Put the entries from the line containing "of the flowers" through the end of the entries into a Markdown table with the columns Row and Text, numbering each line and leaving out any blank lines.

[Position annotation entries]
[Begin]

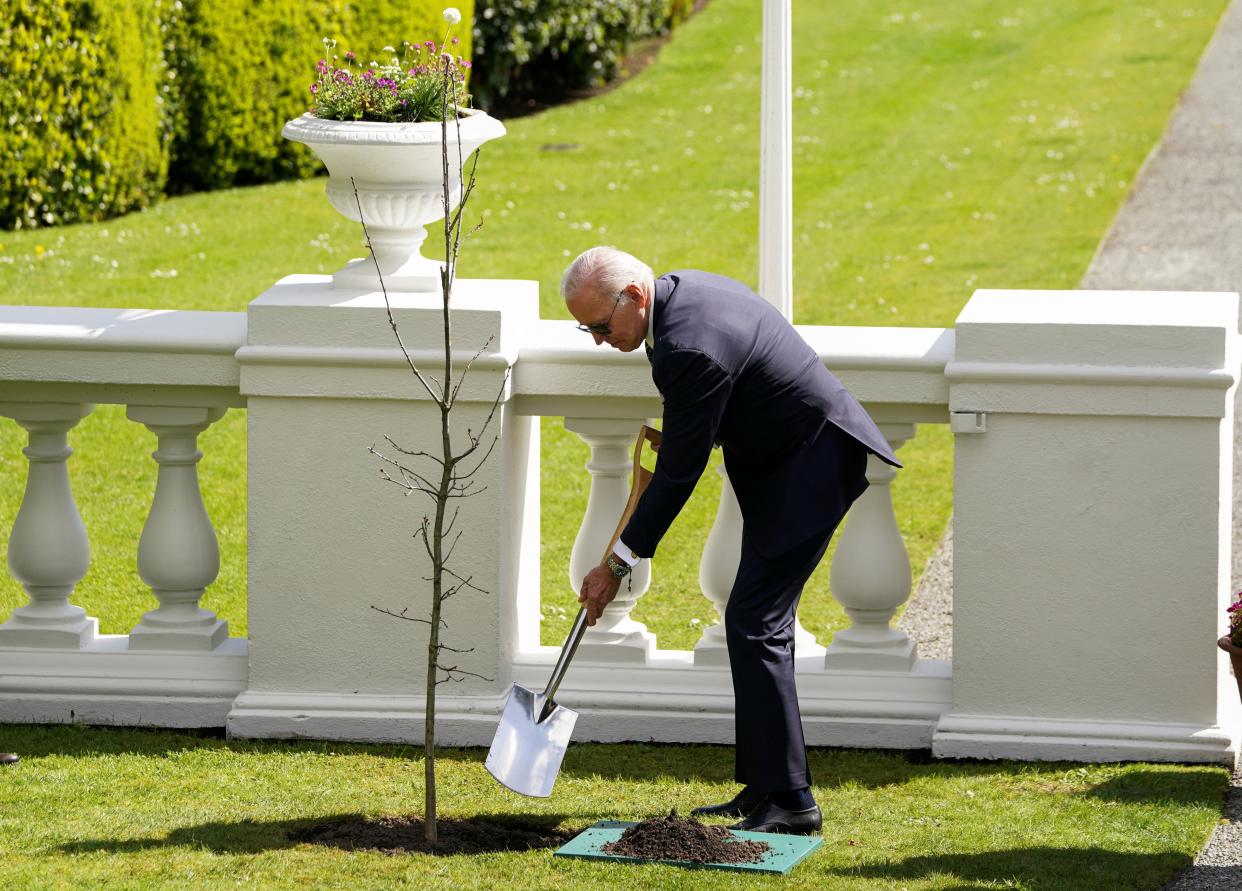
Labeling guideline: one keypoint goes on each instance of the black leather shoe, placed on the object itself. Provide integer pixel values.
(739, 805)
(771, 818)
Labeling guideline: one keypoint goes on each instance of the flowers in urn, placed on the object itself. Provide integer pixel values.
(380, 131)
(414, 85)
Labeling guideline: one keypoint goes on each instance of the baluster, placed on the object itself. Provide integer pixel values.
(718, 569)
(615, 638)
(871, 574)
(49, 552)
(178, 554)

[End]

▶ [Written response]
| Row | Text |
|---|---|
| 1 | Labeling guideline: one keypoint goes on each instance of the flowers in urn, placed on the object itself. Provide integer pixel values. |
| 2 | (380, 131) |
| 3 | (414, 85) |
| 4 | Labeling guideline: one keypoint goes on each instance of the baluster, placed on the object itself. Provide integer pixel values. |
| 5 | (718, 569) |
| 6 | (615, 638) |
| 7 | (871, 574) |
| 8 | (49, 552) |
| 9 | (178, 554) |